Input material: Begin

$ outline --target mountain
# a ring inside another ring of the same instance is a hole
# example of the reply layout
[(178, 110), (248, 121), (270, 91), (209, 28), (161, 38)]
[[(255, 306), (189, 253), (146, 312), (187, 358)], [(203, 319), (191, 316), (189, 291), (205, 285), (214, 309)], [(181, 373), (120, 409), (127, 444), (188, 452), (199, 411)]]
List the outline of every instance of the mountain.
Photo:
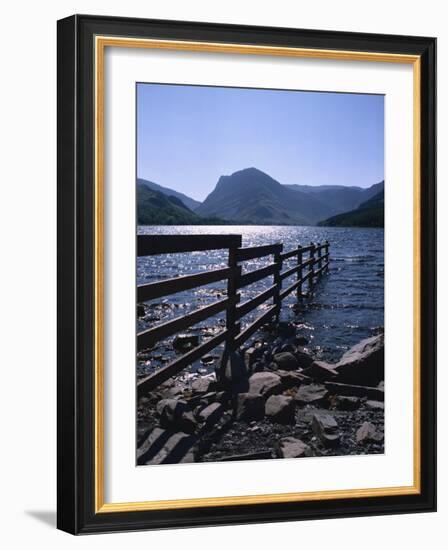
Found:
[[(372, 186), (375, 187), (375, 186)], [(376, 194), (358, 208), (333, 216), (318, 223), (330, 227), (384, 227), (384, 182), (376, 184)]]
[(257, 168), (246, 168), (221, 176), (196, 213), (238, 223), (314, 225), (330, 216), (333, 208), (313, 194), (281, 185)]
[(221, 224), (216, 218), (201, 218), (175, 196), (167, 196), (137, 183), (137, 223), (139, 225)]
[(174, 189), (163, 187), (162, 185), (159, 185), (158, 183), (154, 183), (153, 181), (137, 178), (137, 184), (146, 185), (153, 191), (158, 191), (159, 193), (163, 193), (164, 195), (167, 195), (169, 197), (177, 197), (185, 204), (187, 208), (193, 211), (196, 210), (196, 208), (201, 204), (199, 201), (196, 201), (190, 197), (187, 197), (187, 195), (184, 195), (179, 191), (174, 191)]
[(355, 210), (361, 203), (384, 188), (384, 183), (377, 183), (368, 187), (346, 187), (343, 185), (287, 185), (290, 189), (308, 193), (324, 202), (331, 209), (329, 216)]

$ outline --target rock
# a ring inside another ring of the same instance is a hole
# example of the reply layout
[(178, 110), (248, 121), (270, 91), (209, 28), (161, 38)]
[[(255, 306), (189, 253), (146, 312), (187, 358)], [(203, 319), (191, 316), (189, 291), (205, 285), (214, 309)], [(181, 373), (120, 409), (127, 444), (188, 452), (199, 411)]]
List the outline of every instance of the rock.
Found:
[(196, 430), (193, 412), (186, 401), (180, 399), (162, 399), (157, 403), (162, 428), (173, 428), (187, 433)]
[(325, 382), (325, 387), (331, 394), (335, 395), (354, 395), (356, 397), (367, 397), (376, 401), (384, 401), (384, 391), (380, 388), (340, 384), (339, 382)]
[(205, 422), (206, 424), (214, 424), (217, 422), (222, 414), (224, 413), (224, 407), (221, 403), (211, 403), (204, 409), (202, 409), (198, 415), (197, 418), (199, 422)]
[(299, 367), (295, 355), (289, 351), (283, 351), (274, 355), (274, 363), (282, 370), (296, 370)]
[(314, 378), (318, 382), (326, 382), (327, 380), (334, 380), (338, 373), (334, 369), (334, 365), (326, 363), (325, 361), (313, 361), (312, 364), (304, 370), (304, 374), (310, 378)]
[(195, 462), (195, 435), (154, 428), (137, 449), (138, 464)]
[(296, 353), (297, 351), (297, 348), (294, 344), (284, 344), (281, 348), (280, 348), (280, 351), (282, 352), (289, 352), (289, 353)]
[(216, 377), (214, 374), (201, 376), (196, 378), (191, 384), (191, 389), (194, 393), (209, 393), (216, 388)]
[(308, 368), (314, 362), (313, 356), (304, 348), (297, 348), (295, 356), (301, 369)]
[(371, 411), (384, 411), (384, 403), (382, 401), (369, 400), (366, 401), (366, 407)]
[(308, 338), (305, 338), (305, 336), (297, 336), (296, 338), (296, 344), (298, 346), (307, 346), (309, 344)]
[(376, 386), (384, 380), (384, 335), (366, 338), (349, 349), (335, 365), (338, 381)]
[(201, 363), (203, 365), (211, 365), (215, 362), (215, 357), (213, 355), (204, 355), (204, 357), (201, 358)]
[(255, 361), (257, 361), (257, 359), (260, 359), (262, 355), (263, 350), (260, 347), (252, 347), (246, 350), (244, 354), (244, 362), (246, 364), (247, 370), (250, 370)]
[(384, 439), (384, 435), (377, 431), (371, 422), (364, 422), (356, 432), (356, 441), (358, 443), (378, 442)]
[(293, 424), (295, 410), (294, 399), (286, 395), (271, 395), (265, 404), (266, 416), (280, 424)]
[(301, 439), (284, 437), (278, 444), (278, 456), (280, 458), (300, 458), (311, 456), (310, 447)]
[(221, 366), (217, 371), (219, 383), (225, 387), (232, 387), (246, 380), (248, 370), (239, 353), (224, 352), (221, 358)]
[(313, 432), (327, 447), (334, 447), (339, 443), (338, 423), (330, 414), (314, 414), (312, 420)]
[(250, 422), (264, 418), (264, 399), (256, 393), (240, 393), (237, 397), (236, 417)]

Input material: End

Required action:
All of the material above needs to be restated exactly, with no pictures.

Worked solution:
$ outline --target mountain
# a ring inside another ring of the same instance is a hole
# example of the reply layout
[(178, 110), (248, 121), (270, 91), (209, 28), (161, 38)]
[[(255, 306), (189, 253), (146, 312), (187, 358)], [(203, 319), (191, 316), (189, 291), (205, 285), (214, 309)], [(181, 373), (120, 409), (127, 444), (188, 452), (199, 411)]]
List the outline of every instance of the mountain.
Photo:
Found:
[[(372, 186), (375, 187), (375, 186)], [(376, 194), (358, 208), (333, 216), (318, 223), (330, 227), (384, 227), (384, 182), (376, 184)]]
[(257, 168), (246, 168), (221, 176), (196, 213), (238, 223), (314, 225), (330, 216), (333, 208), (313, 194), (281, 185)]
[(221, 224), (216, 218), (201, 218), (175, 196), (167, 196), (137, 183), (137, 223), (139, 225)]
[(174, 189), (163, 187), (162, 185), (159, 185), (158, 183), (154, 183), (153, 181), (137, 178), (137, 184), (146, 185), (153, 191), (158, 191), (159, 193), (163, 193), (164, 195), (167, 195), (169, 197), (177, 197), (185, 204), (187, 208), (193, 211), (196, 210), (196, 208), (201, 204), (199, 201), (196, 201), (190, 197), (187, 197), (187, 195), (184, 195), (179, 191), (174, 191)]
[(355, 210), (361, 203), (384, 188), (384, 183), (377, 183), (368, 187), (346, 187), (343, 185), (287, 185), (290, 189), (308, 193), (324, 202), (331, 209), (329, 216)]

$ outline --target rock
# a ring inside another ring of the same instance is a hole
# example of the reply layout
[(178, 110), (248, 121), (270, 91), (209, 28), (161, 38)]
[[(255, 306), (189, 253), (146, 312), (187, 358)], [(203, 319), (191, 316), (189, 291), (205, 285), (214, 309)], [(181, 373), (120, 409), (127, 444), (188, 452), (199, 411)]]
List the outline of every instance of the rock.
Found:
[(196, 430), (193, 412), (186, 401), (180, 399), (162, 399), (157, 403), (162, 428), (173, 428), (187, 433)]
[(325, 382), (325, 387), (331, 394), (335, 395), (354, 395), (356, 397), (367, 397), (376, 401), (384, 401), (384, 391), (380, 388), (340, 384), (339, 382)]
[(205, 422), (206, 424), (214, 424), (217, 422), (222, 414), (224, 413), (224, 407), (221, 403), (211, 403), (204, 409), (202, 409), (198, 415), (197, 418), (199, 422)]
[(299, 367), (295, 355), (289, 351), (283, 351), (274, 355), (274, 363), (282, 370), (296, 370)]
[(314, 378), (318, 382), (326, 382), (327, 380), (334, 380), (338, 373), (334, 369), (334, 365), (326, 363), (325, 361), (313, 361), (312, 364), (304, 370), (304, 374), (310, 378)]
[(195, 462), (195, 435), (154, 428), (137, 449), (138, 464)]
[(296, 353), (297, 351), (297, 348), (294, 344), (284, 344), (281, 348), (280, 348), (280, 351), (282, 352), (289, 352), (289, 353)]
[(216, 377), (214, 374), (201, 376), (196, 378), (191, 384), (191, 389), (194, 393), (209, 393), (216, 388)]
[(308, 368), (314, 362), (313, 356), (304, 348), (297, 348), (295, 356), (301, 369)]
[(371, 411), (384, 411), (384, 403), (382, 401), (369, 400), (366, 401), (366, 407)]
[(308, 338), (305, 338), (305, 336), (297, 336), (296, 338), (296, 344), (298, 346), (307, 346), (309, 344)]
[(376, 386), (384, 380), (384, 335), (366, 338), (349, 349), (335, 365), (338, 381)]
[(201, 363), (203, 365), (211, 365), (215, 362), (215, 357), (213, 355), (204, 355), (204, 357), (201, 358)]
[(255, 361), (257, 361), (257, 359), (260, 359), (262, 355), (263, 350), (260, 347), (252, 347), (246, 350), (244, 354), (244, 362), (246, 364), (247, 370), (250, 370)]
[(384, 439), (384, 435), (377, 431), (371, 422), (364, 422), (356, 432), (356, 441), (358, 443), (378, 442)]
[(293, 424), (295, 410), (294, 399), (286, 395), (271, 395), (265, 404), (266, 416), (280, 424)]
[(301, 439), (284, 437), (278, 444), (278, 456), (280, 458), (300, 458), (311, 456), (310, 447)]
[(221, 366), (217, 371), (219, 383), (225, 387), (232, 387), (246, 380), (248, 370), (239, 353), (224, 352), (221, 358)]
[(313, 432), (327, 447), (334, 447), (339, 443), (338, 423), (330, 414), (314, 414), (312, 420)]
[(250, 422), (264, 418), (264, 399), (256, 393), (240, 393), (237, 397), (236, 417)]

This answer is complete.